Stored records:
++++++++

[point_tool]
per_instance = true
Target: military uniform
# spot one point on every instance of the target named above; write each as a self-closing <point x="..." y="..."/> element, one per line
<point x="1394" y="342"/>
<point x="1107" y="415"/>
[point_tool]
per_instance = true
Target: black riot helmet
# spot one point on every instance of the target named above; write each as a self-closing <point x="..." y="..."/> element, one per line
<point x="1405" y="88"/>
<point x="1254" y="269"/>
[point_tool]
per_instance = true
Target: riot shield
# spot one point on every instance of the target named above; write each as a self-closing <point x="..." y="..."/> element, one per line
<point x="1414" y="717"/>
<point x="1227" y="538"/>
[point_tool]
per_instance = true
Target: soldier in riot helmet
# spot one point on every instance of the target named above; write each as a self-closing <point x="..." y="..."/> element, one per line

++++++++

Return the records in full. Omit nothing.

[point_tool]
per_instance = true
Target: military uniform
# spot one point on every instance of the target named above; write each as a self-closing <point x="..." y="..."/> element, one per line
<point x="1394" y="342"/>
<point x="1107" y="415"/>
[point_tool]
per_instance = true
Target: black riot helmet
# spot one point on every instance of the target named above; write each as a self-closing <point x="..." y="..."/> element, one per line
<point x="1405" y="88"/>
<point x="1254" y="269"/>
[point_tool]
per_instance = true
Target: riot shield
# spot one point on every instance of the target named above; write each as a self-closing <point x="..." y="..."/> element, one per line
<point x="1414" y="717"/>
<point x="1227" y="538"/>
[point_tool]
per_instance = true
Target: soldier in riot helmet
# spot one point on every instance of the target named above; write each as a self-closing <point x="..." y="..."/> element, one per line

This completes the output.